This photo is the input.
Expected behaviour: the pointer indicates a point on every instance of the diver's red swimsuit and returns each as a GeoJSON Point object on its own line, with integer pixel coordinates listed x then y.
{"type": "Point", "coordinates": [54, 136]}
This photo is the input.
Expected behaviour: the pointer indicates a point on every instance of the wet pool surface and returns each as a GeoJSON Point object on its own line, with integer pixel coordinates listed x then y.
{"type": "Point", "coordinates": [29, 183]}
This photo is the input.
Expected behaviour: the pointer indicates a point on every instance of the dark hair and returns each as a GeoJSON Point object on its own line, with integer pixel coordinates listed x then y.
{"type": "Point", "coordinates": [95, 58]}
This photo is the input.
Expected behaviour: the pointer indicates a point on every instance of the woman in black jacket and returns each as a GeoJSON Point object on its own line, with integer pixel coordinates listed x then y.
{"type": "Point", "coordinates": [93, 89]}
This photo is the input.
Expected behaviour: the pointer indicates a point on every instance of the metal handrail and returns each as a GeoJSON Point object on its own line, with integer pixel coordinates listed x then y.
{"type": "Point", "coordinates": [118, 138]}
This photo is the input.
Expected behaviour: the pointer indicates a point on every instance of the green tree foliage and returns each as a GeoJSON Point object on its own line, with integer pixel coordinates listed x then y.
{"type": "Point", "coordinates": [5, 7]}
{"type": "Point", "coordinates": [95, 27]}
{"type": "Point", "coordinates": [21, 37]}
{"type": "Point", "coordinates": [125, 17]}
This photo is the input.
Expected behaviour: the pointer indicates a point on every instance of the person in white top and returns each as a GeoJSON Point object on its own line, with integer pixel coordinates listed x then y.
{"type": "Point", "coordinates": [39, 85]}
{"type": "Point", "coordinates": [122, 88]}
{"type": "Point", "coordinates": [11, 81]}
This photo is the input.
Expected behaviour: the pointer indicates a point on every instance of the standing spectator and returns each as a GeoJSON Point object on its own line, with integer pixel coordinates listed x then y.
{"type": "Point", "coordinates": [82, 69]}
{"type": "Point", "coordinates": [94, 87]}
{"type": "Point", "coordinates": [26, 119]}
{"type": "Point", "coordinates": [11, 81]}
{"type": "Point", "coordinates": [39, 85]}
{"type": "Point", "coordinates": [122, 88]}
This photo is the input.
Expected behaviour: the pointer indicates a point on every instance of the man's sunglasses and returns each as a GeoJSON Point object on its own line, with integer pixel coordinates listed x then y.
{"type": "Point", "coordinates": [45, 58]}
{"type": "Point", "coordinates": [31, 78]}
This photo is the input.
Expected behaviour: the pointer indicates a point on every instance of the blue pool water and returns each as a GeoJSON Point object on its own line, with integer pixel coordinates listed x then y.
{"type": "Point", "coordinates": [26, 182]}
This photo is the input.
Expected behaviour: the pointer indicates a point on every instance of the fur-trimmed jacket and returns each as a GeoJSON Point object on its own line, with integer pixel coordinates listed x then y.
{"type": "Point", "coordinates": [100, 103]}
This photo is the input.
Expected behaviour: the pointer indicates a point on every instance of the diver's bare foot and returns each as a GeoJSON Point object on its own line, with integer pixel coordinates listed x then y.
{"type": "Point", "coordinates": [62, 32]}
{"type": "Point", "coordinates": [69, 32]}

==========

» EXERCISE DIRECTIONS
Write the data from above out again, exactly.

» COMPLETE ANSWER
This photo is the input.
Expected behaviour: the pointer indicates a point on every instance of the diver's red swimsuit and returns each as a GeoJSON Point object on its own line, with integer pixel coordinates listed x then y.
{"type": "Point", "coordinates": [54, 136]}
This photo is the input.
Expected behaviour: the pointer indicates a point on every instance of the wet pool surface and returns each as a GeoJSON Point object on its own line, with integer pixel coordinates listed x then y.
{"type": "Point", "coordinates": [29, 183]}
This photo is the input.
Expected behaviour: the pointer indicates a point on every instance of the dark hair and returns each as a GeoJSON Point object on its own line, with integer pixel coordinates listed x then y.
{"type": "Point", "coordinates": [95, 58]}
This photo is the input.
Expected behaviour: the pointer indicates a point on every instance of the woman in black jacket and returns each as a GeoJSON Point object on its own line, with integer pixel coordinates listed x then y.
{"type": "Point", "coordinates": [93, 89]}
This photo is the input.
Expected behaviour: the pointer indicates a point on every instance of the metal handrail and returns each as a GeoJSON Point object on its own line, with integer pixel coordinates listed x then y.
{"type": "Point", "coordinates": [118, 138]}
This photo is the input.
Expected behaviour: the pointer indicates a point on every instance of the green tree foliage and returns each as a GeoJSON Point object on its own line, with integer pixel coordinates listed x then y.
{"type": "Point", "coordinates": [5, 7]}
{"type": "Point", "coordinates": [95, 27]}
{"type": "Point", "coordinates": [21, 37]}
{"type": "Point", "coordinates": [125, 17]}
This photo is the input.
Expected behaviour: the pointer indicates a point on every instance of the person in white top and returns each as a GeoJSON Point object on its own line, with integer pixel coordinates listed x then y.
{"type": "Point", "coordinates": [39, 85]}
{"type": "Point", "coordinates": [122, 88]}
{"type": "Point", "coordinates": [11, 81]}
This photo is the input.
Expected behaviour: the pointer indicates a point on every instance of the standing spectator and returns each as a GeoJSON Point object on its own line, with integer pixel coordinates listed x then y.
{"type": "Point", "coordinates": [82, 69]}
{"type": "Point", "coordinates": [94, 87]}
{"type": "Point", "coordinates": [26, 119]}
{"type": "Point", "coordinates": [11, 81]}
{"type": "Point", "coordinates": [39, 85]}
{"type": "Point", "coordinates": [122, 88]}
This photo is the input.
Expected behaviour: the pointer indicates a point on every instance of the man's sunglasses and returns each as a GeoJSON Point object on its own line, with integer pixel coordinates listed x then y.
{"type": "Point", "coordinates": [45, 58]}
{"type": "Point", "coordinates": [31, 78]}
This photo is the input.
Expected behaviour: the pointer indicates a point on every instance of the blue pool water and returns each as a GeoJSON Point object on its own line, with integer pixel coordinates listed x then y.
{"type": "Point", "coordinates": [26, 182]}
This photo is the input.
Expected behaviour: the pointer indicates a point on every instance of the fur-trimmed jacket and returns each as a GeoJSON Point object on its own line, with integer pixel coordinates listed x then y.
{"type": "Point", "coordinates": [100, 103]}
This photo is the input.
Expected behaviour: the pointer indicates a point on every instance of the diver's bare foot and returns each as a GeoJSON Point object on its own line, with integer pixel coordinates listed x then y.
{"type": "Point", "coordinates": [62, 32]}
{"type": "Point", "coordinates": [69, 32]}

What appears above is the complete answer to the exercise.